[Pointing dataset excerpts]
- - - -

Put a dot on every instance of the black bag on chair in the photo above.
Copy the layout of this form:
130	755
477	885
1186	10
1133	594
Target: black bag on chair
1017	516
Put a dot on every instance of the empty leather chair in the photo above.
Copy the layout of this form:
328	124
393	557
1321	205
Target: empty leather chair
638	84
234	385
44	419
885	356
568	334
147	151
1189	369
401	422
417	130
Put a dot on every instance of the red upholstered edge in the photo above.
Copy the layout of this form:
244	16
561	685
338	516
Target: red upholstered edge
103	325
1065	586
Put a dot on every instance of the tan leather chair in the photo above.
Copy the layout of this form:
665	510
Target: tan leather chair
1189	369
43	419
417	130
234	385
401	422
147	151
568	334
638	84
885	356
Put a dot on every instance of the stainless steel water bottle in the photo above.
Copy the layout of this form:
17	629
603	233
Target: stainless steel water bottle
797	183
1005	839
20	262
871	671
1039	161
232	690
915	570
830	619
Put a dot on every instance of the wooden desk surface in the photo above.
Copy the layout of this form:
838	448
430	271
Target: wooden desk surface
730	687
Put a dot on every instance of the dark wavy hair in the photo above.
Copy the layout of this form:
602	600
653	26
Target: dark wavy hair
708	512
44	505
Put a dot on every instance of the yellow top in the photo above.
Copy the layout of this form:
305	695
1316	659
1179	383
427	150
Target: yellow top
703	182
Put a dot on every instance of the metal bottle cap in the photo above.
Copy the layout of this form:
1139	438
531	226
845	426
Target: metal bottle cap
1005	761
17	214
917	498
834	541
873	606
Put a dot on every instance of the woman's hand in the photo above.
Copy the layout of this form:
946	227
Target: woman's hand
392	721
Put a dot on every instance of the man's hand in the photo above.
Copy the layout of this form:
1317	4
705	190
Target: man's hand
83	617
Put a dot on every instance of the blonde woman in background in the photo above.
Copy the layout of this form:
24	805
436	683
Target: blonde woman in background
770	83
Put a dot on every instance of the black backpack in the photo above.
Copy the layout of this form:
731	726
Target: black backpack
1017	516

- - - -

Quote word for word the rows starting at the line that contains "Put a dot on every instance of the black backpack" and ending with the last row above, including both of those lines.

Put a dot on every instance of the black backpack in the photo above.
Copy the layout of this form:
731	726
Target: black backpack
1017	516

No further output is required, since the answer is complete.